▶ _Your task_
Each record must be retyped in full. No character may differ.
::::::::::
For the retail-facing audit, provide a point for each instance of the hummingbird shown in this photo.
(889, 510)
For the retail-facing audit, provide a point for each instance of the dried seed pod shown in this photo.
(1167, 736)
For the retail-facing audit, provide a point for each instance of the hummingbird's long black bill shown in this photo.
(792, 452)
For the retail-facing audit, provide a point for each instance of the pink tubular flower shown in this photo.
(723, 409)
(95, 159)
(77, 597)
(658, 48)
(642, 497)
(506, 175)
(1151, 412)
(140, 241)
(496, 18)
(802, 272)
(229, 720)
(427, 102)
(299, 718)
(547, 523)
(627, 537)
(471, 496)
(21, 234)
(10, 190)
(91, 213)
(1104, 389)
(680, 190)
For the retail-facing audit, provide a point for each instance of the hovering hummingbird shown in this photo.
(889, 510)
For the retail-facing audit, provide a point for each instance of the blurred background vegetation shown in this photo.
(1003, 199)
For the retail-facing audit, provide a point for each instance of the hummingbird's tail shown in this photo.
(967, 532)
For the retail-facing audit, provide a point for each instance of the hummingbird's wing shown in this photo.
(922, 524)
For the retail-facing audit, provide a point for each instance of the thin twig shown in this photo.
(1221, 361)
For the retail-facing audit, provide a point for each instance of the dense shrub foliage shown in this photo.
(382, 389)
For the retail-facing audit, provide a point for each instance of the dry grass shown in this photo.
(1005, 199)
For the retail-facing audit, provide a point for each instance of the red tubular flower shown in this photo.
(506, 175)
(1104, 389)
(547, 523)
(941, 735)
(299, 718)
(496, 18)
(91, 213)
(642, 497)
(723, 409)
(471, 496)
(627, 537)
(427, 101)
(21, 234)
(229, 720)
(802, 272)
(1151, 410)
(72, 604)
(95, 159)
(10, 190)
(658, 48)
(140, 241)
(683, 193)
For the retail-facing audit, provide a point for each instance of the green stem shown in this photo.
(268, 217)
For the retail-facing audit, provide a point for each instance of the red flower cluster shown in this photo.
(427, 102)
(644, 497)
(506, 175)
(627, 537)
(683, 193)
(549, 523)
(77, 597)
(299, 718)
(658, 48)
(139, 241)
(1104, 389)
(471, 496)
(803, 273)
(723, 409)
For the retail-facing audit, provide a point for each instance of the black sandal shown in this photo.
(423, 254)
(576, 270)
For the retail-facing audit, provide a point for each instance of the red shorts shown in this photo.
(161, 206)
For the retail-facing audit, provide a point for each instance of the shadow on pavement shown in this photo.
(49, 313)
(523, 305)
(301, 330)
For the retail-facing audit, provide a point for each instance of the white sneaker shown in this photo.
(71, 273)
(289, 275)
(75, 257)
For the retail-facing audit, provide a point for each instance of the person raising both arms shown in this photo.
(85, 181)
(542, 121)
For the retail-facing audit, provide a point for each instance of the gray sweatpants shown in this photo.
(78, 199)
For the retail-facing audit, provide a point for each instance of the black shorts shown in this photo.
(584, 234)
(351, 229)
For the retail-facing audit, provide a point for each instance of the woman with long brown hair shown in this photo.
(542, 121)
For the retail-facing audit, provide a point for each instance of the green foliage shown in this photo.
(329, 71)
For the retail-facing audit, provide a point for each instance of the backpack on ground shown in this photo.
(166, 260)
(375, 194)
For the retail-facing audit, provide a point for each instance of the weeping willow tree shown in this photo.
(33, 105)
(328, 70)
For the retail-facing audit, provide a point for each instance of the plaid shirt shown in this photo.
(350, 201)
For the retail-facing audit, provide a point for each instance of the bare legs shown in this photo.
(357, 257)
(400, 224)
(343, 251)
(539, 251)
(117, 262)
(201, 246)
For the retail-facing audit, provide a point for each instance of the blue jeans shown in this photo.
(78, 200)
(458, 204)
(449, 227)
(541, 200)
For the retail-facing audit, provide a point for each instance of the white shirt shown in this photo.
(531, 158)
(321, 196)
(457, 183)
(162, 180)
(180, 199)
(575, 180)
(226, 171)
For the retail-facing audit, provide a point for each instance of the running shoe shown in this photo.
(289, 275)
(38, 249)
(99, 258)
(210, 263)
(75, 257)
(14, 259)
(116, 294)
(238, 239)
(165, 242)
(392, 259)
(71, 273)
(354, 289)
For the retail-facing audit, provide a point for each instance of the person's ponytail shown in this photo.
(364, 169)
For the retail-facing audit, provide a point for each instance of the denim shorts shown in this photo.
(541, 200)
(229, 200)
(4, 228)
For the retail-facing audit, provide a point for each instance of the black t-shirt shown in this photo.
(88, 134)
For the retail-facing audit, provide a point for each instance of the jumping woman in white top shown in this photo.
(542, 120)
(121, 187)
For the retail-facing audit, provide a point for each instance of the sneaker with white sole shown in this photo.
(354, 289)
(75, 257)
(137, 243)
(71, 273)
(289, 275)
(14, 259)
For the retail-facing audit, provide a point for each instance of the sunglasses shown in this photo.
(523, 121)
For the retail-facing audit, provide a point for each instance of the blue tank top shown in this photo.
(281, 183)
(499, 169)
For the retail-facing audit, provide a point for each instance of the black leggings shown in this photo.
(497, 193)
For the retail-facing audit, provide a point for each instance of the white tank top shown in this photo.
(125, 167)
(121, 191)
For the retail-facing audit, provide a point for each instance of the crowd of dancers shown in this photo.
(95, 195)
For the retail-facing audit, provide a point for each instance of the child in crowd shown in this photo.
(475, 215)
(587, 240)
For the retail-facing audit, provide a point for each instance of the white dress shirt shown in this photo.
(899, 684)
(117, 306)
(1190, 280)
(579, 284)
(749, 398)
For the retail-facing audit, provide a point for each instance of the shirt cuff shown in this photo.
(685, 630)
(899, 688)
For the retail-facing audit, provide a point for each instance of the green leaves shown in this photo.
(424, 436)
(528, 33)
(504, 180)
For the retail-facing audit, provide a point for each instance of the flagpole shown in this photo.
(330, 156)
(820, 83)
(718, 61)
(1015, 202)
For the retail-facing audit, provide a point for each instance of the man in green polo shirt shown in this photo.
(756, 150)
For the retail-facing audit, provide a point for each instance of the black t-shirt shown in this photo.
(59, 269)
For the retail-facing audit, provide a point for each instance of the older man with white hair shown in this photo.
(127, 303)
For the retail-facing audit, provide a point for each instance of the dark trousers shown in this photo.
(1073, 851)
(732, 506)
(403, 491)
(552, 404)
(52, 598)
::::::::::
▶ _Answer for the task_
For the retail-facing audit, provide a point for each instance of the hummingbird shown in this photo.
(889, 510)
For the retail-facing audit, provide a point for each instance of the dried seed pod shown in this photo.
(1167, 736)
For the retail-facing audit, provide a point for each instance of the hummingbird's long black bill shown in this photo.
(792, 452)
For the retail-facing audit, provide a point for each instance of the pink tubular flower shown in this photo.
(723, 409)
(95, 159)
(77, 597)
(658, 48)
(642, 497)
(506, 175)
(1151, 412)
(140, 241)
(496, 18)
(802, 272)
(229, 720)
(427, 102)
(299, 718)
(547, 523)
(627, 537)
(471, 496)
(21, 234)
(10, 190)
(91, 213)
(1104, 389)
(680, 190)
For the retail-facing audit, provide a point for each instance of the hovering hummingbird shown in this photo.
(889, 510)
For the retail-facing audit, provide a point for each instance of the blurred background vegetation shown in this photo.
(1003, 199)
For the retail-facing audit, provide a point for each instance of the hummingbird's tail shown in this photo.
(967, 532)
For the retail-facing audit, provide a point for each instance of the hummingbird's wing shown in this photo.
(922, 524)
For the retail-facing audit, provide a point for each instance of the thin twig shown in this photo.
(1221, 361)
For the retail-facing audit, provide a point for each instance of the dense shrub foliage shown in this photo.
(382, 389)
For the retail-facing audit, provide a point for each instance of the dry grass shown in this photo.
(1005, 199)
For the retail-facing audit, provide a point for each instance of the red tubular flower shown in this photo.
(506, 175)
(1104, 389)
(547, 523)
(941, 735)
(299, 718)
(496, 18)
(91, 213)
(642, 497)
(723, 409)
(471, 496)
(627, 537)
(427, 101)
(21, 234)
(229, 720)
(802, 272)
(1151, 410)
(72, 604)
(95, 159)
(10, 190)
(658, 48)
(140, 241)
(683, 193)
For the retail-facing audit, provide a point for each instance of the green stem shown in this photo.
(268, 217)
For the retail-facing audit, provide a point for each instance of the red flower cluster shown in this photo.
(427, 102)
(644, 497)
(506, 175)
(627, 537)
(683, 193)
(549, 523)
(77, 597)
(299, 718)
(658, 48)
(139, 241)
(1104, 389)
(471, 496)
(803, 273)
(723, 409)
For the retail-facing audit, provide a point for each instance of the black sandal shown in this photo.
(423, 254)
(576, 270)
For the retail-facing audit, provide a point for each instance of the red shorts shown in this photo.
(161, 206)
For the retail-facing audit, provide a point for each instance of the shadow on pavement shown in this photo.
(49, 313)
(523, 305)
(301, 330)
For the retail-facing audit, provide a point for each instance of the white sneaker shown in this photo.
(71, 273)
(289, 275)
(75, 257)
For the retail-facing audit, provide a point for each instance of the person raising both arms shown in this photo.
(85, 181)
(542, 121)
For the retail-facing audit, provide a point for each instance of the gray sweatpants shown in this photo.
(78, 199)
For the retail-facing audit, provide a point for each instance of the black shorts shown in this photo.
(584, 234)
(351, 229)
For the retail-facing audit, provide a point for each instance of the woman with long brown hair shown in this photo.
(542, 121)
For the retail-facing audit, provide a point for each instance of the green foliage shown in this photo.
(329, 71)
For the retail-facing audit, provide a point for each instance of the backpack on ground shown in this photo.
(166, 260)
(375, 194)
For the retail-facing audit, provide a point for each instance of the weeping willow tree shown in this photo.
(33, 105)
(328, 70)
For the retail-facing audit, provide a point for each instance of the plaid shirt shown in this photo.
(350, 201)
For the retail-facing audit, provide a point for each instance of the bare legs shown in this photo.
(357, 257)
(400, 224)
(343, 251)
(539, 251)
(117, 262)
(201, 246)
For the retail-facing audit, provide a point for each instance of the blue jeans shown in this photo.
(78, 200)
(458, 204)
(449, 227)
(541, 200)
For the retail-facing audit, provide a point for each instance of the white shirt shown in this photo.
(531, 158)
(321, 196)
(457, 183)
(162, 180)
(180, 199)
(575, 180)
(226, 171)
For the retail-facing audit, provide a point for each instance of the running shoe shown in this photo.
(289, 275)
(38, 249)
(99, 258)
(210, 263)
(75, 257)
(14, 259)
(116, 294)
(238, 239)
(165, 242)
(392, 259)
(71, 273)
(354, 289)
For the retail-facing audit, provide a point for each instance of the person's ponytail shown in this photo.
(364, 169)
For the retail-facing audit, provide a point for each instance of the denim shorts shown in this photo.
(541, 200)
(229, 200)
(4, 228)
For the retail-facing audit, provide a point for each instance of the black t-shirt shown in this photo.
(88, 134)
For the retail-facing audit, provide a point for each instance of the jumping woman in white top shown in this photo.
(542, 120)
(121, 187)
For the retail-facing audit, provide a point for each instance of the sneaker with white sole shown in this photo.
(354, 289)
(75, 257)
(137, 243)
(71, 273)
(289, 275)
(14, 259)
For the retail-facing audit, provide a point for each instance of the sunglasses shown in this photo.
(523, 121)
For the retail-facing audit, provide a point for each instance of the blue tank top shown in this photo.
(281, 183)
(499, 169)
For the retail-facing audit, provide a point for each instance of the black leggings shown in this photo.
(497, 193)
For the retail-facing audit, provide a point for each instance of the white tank top shown in this photo.
(125, 167)
(121, 191)
For the retail-facing audit, provide a point for each instance of the crowd of dancers shown in this photo.
(95, 195)
For the retail-facing audit, provide a point for each instance of the child in crowd shown in this photo.
(475, 215)
(587, 240)
For the retail-facing audit, provide a point for each instance of the white dress shirt shown in this photo.
(899, 684)
(117, 306)
(1190, 280)
(579, 284)
(749, 398)
For the retail-facing audit, provide a point for each instance of the shirt cuff shown in this photo.
(685, 630)
(899, 688)
For the retail-facing audit, provide a point for each instance of the green leaves shown in this photo.
(424, 436)
(528, 33)
(504, 180)
For the retail-facing audit, provide a point for each instance of the flagpole shown in this photo.
(330, 156)
(820, 83)
(718, 61)
(1015, 202)
For the retail-facing audit, provide a point for each instance of the man in green polo shirt shown in this photo.
(756, 150)
For the retail-facing audit, provide a point for each instance of the black t-shirt shown in this photo.
(59, 269)
For the retail-facing audit, provide a point for each instance of the older man with white hair shown in this photo.
(127, 303)
For the retail-facing audit, provide a point for each instance of the dark trousers shown in this photo.
(1073, 851)
(732, 506)
(403, 491)
(552, 404)
(52, 598)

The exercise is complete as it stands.